● **OBJETIVO DO EXERCÍCIO**
De acordo com o texto sobre o setor pet no Brasil, com qual faturamento o setor deve encerrar o ano de 2025?

● **TEXTO FORNECIDO**
No Brasil, há mais de 164 milhões de animais de estimação, segundo dados do Instituto Pet Brasil junto à Associação Brasileira da Indústria de Produtos para Animais de Estimação (Abinpet). O setor pet deve encerrar o ano de 2025 com um faturamento de R$ 78 bilhões, crescendo em relação a 2024 (R$ 75,4 bilhões).

Caio Villela, presidente-executivo do Pet Brasil, enxerga o segmento de turismo pet como uma das maiores oportunidades de crescimento dentro do setor. “Os animais estão sendo incluídos em todos os aspectos do lar e, naturalmente, isso se estende às atividades de lazer e turismo”, diz.

● **EXTRATO DOS DADOS**
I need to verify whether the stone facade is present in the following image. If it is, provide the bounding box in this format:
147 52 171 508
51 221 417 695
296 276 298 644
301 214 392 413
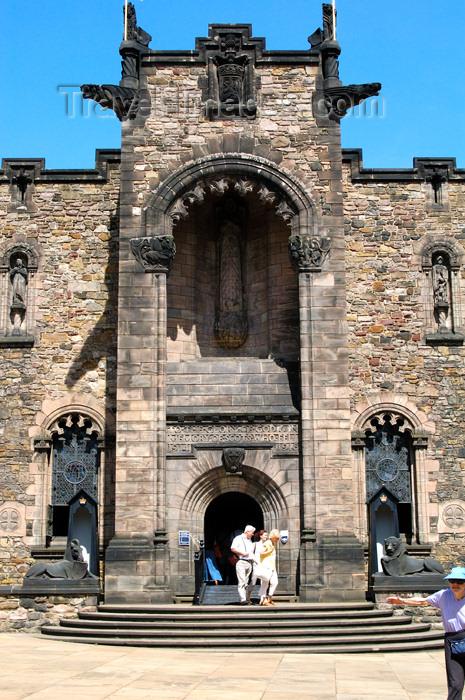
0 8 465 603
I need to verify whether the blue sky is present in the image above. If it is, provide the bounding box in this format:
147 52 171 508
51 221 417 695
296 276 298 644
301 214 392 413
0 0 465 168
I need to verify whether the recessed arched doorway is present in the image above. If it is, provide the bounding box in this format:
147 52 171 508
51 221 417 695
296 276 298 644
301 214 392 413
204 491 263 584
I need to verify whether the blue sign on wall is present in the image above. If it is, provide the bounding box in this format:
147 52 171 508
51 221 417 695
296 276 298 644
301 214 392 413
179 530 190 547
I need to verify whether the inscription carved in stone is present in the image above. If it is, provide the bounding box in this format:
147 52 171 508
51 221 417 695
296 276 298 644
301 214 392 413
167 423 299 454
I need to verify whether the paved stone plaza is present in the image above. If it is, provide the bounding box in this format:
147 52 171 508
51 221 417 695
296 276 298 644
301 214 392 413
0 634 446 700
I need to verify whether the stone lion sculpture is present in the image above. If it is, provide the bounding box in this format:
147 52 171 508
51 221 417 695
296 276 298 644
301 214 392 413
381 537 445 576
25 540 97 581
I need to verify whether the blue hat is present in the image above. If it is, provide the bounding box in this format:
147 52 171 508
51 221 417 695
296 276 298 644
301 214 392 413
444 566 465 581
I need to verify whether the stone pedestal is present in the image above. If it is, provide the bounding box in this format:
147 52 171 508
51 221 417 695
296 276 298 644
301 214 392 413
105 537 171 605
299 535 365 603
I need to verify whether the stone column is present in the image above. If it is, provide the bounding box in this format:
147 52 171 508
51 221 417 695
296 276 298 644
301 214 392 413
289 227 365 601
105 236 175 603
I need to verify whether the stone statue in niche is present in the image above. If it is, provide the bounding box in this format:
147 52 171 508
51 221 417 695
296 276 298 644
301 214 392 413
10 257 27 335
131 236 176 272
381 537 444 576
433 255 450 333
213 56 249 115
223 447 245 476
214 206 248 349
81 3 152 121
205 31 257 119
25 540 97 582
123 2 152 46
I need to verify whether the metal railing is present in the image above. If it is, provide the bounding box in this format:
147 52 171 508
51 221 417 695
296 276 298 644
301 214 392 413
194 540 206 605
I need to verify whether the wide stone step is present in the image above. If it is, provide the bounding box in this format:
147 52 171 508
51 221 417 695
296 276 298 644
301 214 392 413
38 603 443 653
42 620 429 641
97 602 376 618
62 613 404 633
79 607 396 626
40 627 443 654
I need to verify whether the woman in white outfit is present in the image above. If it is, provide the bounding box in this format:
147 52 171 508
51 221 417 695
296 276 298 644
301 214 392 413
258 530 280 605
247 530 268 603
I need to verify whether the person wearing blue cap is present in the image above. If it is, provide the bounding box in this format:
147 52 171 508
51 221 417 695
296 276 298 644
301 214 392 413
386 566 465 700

● **EXERCÍCIO RESOLVIDO**
O setor pet deve encerrar o ano de 2025 com um faturamento de R$ 78 bilhões.